▶ **Requirements**
1 – Reproduce the portion of the Zumwalt passage that begins with the words containing "The Portland Press" and ends with "and at sea.".
2 – Answer these questions using the Zumwalt passage:
(a) How much would each Long-Range Land Attack Projectile have cost?
(b) What is Zumwalt's homeport?
(c) Which publication reported that Zumwalt is still receiving weapons and mission systems?
[BEGIN Selected passage]
To add insult to injury, in November 2016, the Navy admitted it had cancelled plans to buy the specialized and exorbitantly expensive Long-Range Land Attack Projectile (LRLAP), each of which would have cost some $800,000, for the Zumwalt’s main guns without an immediate replacement shell in the works. This effectively left one of the ship's key weapons as dead weight. There ships will also receive various additional systems in the form of add-on packages attached to the deckhouse and elsewhere, which can only impact the ship’s finely tuned, complex, and expensive stealth shape in a negative manner.

The Portland Press Herald reported that, while she is officially in service, Zumwalt is still in the process of receiving unspecified weapons and critical mission systems at her homeport of San Diego. Now, struggling to find a job for the ships, the Navy says it wants to turn them effectively into floating arsenal ships full of stand-off weapons to strike at targets ashore and at sea.
[END Selected passage]
[BEGIN Stored data]
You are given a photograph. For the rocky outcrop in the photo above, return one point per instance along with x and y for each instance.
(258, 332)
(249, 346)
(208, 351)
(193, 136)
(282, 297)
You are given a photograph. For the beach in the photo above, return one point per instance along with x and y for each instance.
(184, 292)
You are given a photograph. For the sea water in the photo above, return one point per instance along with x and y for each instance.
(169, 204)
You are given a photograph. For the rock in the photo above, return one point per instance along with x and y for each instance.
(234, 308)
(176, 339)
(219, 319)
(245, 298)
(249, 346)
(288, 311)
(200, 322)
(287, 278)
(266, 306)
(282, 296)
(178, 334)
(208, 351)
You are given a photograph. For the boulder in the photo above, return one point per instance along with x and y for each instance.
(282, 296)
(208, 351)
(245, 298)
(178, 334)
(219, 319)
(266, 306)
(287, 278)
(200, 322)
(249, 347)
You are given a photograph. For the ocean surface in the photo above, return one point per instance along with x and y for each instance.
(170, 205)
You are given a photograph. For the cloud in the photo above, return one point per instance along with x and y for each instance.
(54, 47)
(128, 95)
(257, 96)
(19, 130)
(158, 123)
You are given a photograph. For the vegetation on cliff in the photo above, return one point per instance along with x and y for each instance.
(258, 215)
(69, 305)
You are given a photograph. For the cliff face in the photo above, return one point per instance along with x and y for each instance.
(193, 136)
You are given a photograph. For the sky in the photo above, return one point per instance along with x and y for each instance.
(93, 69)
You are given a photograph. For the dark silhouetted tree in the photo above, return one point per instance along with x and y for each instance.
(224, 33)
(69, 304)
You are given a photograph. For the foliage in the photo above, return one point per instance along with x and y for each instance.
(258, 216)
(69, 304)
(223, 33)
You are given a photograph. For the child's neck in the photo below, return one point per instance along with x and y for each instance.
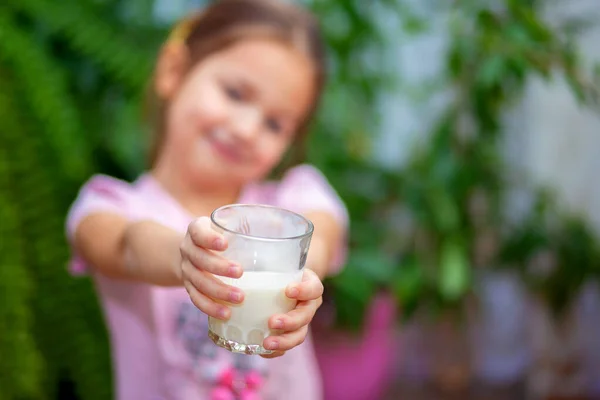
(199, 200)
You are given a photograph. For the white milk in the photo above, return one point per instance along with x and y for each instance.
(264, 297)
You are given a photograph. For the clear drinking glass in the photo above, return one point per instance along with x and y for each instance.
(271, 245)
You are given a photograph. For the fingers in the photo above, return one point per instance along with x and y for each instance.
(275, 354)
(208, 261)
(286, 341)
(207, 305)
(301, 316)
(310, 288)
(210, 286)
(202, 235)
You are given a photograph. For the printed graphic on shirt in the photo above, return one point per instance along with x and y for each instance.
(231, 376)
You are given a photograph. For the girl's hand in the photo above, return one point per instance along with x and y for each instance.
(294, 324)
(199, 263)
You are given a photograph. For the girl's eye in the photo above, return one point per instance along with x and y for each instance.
[END Stored data]
[BEGIN Stored data]
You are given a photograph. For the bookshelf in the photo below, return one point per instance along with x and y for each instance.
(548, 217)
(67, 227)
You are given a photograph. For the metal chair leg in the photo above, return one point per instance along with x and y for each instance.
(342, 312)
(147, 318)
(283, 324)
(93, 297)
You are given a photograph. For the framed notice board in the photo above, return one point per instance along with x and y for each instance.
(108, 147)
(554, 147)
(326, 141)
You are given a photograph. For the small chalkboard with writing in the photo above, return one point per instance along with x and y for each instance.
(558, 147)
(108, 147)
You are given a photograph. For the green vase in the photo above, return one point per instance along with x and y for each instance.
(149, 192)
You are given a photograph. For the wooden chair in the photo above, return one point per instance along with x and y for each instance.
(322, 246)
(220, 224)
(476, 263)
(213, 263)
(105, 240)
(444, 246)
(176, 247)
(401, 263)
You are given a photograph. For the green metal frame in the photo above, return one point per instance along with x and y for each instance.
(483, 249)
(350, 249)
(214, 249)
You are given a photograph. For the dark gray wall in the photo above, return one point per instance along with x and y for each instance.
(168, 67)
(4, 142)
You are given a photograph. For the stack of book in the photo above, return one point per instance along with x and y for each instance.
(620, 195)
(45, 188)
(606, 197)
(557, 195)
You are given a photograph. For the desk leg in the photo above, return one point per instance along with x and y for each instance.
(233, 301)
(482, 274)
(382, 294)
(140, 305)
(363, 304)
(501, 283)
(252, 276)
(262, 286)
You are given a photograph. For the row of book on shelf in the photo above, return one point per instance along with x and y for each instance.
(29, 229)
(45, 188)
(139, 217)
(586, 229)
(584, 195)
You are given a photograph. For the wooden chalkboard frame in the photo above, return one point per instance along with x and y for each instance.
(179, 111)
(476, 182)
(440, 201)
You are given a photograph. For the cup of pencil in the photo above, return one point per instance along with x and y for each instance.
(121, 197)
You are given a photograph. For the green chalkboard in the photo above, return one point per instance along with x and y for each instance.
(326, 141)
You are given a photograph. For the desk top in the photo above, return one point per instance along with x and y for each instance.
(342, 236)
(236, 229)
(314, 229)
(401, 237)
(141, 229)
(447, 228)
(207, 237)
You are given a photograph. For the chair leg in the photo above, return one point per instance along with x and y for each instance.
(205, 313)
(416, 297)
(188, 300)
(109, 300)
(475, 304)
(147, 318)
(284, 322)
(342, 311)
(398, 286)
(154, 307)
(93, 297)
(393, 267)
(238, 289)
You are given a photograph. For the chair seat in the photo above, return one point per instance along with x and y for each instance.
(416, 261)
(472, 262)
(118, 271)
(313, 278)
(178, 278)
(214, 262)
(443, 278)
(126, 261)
[END Stored data]
[BEGIN Stored data]
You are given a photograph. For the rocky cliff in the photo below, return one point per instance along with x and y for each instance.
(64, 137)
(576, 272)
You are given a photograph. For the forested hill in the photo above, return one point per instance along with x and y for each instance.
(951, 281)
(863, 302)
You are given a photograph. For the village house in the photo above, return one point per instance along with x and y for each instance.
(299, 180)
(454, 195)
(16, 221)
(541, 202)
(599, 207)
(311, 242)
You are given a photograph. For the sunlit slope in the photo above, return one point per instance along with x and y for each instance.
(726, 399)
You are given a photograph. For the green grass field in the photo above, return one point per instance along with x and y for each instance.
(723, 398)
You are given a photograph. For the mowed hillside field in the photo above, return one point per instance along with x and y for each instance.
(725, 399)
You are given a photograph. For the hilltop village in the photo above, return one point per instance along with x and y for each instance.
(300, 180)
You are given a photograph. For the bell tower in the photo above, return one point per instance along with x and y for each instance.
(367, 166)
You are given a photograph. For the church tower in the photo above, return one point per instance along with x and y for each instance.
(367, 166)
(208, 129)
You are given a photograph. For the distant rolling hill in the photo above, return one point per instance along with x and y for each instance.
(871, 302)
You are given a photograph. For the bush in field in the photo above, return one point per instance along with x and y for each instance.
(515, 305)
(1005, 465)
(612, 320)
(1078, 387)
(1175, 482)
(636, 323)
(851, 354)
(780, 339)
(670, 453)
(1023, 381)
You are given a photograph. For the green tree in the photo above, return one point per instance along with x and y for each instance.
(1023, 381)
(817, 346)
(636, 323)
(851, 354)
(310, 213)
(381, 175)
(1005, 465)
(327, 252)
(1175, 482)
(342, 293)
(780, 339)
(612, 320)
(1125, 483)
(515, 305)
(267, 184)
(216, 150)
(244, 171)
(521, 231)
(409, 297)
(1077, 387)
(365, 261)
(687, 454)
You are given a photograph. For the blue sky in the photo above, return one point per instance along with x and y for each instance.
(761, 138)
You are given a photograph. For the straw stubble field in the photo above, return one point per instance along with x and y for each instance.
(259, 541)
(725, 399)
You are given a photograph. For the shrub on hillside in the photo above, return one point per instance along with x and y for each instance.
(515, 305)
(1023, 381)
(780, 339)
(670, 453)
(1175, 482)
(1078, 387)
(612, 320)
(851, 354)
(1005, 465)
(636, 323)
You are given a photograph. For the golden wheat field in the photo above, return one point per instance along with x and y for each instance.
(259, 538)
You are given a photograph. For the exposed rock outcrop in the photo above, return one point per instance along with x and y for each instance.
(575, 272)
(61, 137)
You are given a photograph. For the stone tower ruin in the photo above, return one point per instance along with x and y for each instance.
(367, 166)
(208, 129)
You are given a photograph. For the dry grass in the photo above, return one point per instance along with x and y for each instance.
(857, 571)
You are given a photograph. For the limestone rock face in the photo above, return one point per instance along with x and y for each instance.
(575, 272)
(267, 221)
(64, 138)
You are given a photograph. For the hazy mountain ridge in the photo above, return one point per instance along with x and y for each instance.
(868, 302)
[END Stored data]
▶ **Response list**
1 –
The Portland Press Herald reported that, while she is officially in service, Zumwalt is still in the process of receiving unspecified weapons and critical mission systems at her homeport of San Diego. Now, struggling to find a job for the ships, the Navy says it wants to turn them effectively into floating arsenal ships full of stand-off weapons to strike at targets ashore and at sea.

2 –
(a) About $800,000.
(b) San Diego.
(c) The Portland Press Herald.